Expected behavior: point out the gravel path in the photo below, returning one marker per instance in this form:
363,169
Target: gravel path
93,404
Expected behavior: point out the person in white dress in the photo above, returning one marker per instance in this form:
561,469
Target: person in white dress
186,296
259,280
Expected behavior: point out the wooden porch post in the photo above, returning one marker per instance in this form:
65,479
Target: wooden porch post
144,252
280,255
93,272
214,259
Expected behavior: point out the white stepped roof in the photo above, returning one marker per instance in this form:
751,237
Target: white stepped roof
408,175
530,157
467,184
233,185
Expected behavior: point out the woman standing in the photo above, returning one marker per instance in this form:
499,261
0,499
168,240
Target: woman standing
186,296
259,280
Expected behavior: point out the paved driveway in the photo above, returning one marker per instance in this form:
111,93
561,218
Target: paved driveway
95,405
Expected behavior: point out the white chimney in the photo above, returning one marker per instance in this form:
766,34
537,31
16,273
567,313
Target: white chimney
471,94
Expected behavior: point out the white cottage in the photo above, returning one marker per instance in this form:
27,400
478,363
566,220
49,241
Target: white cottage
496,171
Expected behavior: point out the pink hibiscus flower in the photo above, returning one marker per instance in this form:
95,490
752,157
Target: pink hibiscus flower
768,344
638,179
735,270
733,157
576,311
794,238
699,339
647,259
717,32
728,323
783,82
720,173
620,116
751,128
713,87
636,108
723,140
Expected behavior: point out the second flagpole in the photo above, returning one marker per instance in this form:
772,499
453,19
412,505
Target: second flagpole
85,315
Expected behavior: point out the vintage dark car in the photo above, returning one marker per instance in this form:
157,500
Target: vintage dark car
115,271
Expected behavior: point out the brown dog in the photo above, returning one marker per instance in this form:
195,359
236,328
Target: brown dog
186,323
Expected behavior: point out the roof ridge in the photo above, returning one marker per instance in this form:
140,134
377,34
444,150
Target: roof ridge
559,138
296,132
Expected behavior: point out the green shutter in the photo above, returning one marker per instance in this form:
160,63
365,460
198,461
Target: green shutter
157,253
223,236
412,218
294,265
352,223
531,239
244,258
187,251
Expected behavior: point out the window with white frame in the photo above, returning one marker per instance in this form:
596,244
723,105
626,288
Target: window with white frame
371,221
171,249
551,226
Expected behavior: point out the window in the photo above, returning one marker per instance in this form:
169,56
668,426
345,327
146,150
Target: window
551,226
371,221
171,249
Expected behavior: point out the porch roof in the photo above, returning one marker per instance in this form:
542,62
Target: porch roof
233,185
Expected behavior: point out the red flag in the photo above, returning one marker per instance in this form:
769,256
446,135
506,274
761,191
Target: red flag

++++++++++++++++++++

■ Task requirements
Word for word, return all of the records.

■ Completed task
Expected behavior: point out the gravel path in the photo below, returning one marker per instance in this form:
363,169
Target: gravel path
93,404
Expected behavior: point out the person in white dress in the photo above, returning one marker per instance in this form:
561,469
Target: person in white dress
186,296
259,280
Expected behavior: point out the wooden porch post in the photo above, returning one marker per instance in this form:
65,479
Target: wooden porch post
144,252
280,255
93,272
214,259
Expected behavior: point out the white stepped roof in the photo above, returning one marker per instance in this form:
751,237
Target: white stepped roof
408,175
530,157
467,184
233,185
Expected behavior: point out the woman standing in the photo above, returning one marker per instance in this form:
499,261
0,499
168,240
Target: woman standing
186,296
259,280
Expected behavior: point out the paved driveway in the photo above, returning one marker per instance in this form:
111,93
561,218
Target: paved driveway
95,405
Expected behavior: point out the white chimney in the photo above, returning one marker per instance in this form:
766,34
537,31
16,273
567,313
Target: white chimney
471,94
Expected behavior: point out the white cottage in the photo above, returning one marker per instance in this form:
27,400
478,363
566,220
49,241
Target: white cottage
496,171
Expected behavior: point out the pink hibiscus flower in the photo above, returning one marker per instance in this form:
95,490
752,157
Target: pink hibiscus flower
768,344
638,179
735,270
733,157
576,311
794,238
699,339
647,259
717,32
728,323
783,82
720,173
620,116
751,128
713,87
636,108
723,140
Expected behavior: point out the second flagpole in the photo above, returning one marker per instance in this form:
772,499
453,19
412,505
Target: second flagpole
85,315
Expected behavior: point out the vintage dark car in the photo above, returning one marker per instance in this form:
157,500
Target: vintage dark car
115,271
Expected behavior: point out the brown dog in the photo above, returning one marker per instance in this form:
195,359
236,328
Target: brown dog
186,323
Expected behavior: point out the roof ridge in the photo above, returning one marker per instance in this form:
140,134
377,34
444,150
Target: roof ridge
559,138
296,132
Expected behavior: point out the green shutter in the photo above, returning one marker per instance in this form:
160,63
365,460
198,461
Target: green shutter
157,253
223,236
412,218
294,265
352,223
531,239
244,258
187,251
Expected behavior: point out the window with white frame in the photo above, returning one marker per instance in this form:
596,244
723,105
626,288
Target: window with white frame
371,221
171,249
551,226
Expected behavior: point out the window in the photo above, returning one marker per instance in this form:
169,56
668,426
345,327
146,150
Target: window
551,226
371,221
171,249
Expected behavior: point out the porch roof in the photo above, returning one marker per instance in this form:
542,62
Target: porch roof
233,185
Expected behavior: point out the red flag in the photo above, returning one marker per instance in this form:
769,256
446,135
506,274
761,191
Target: red flag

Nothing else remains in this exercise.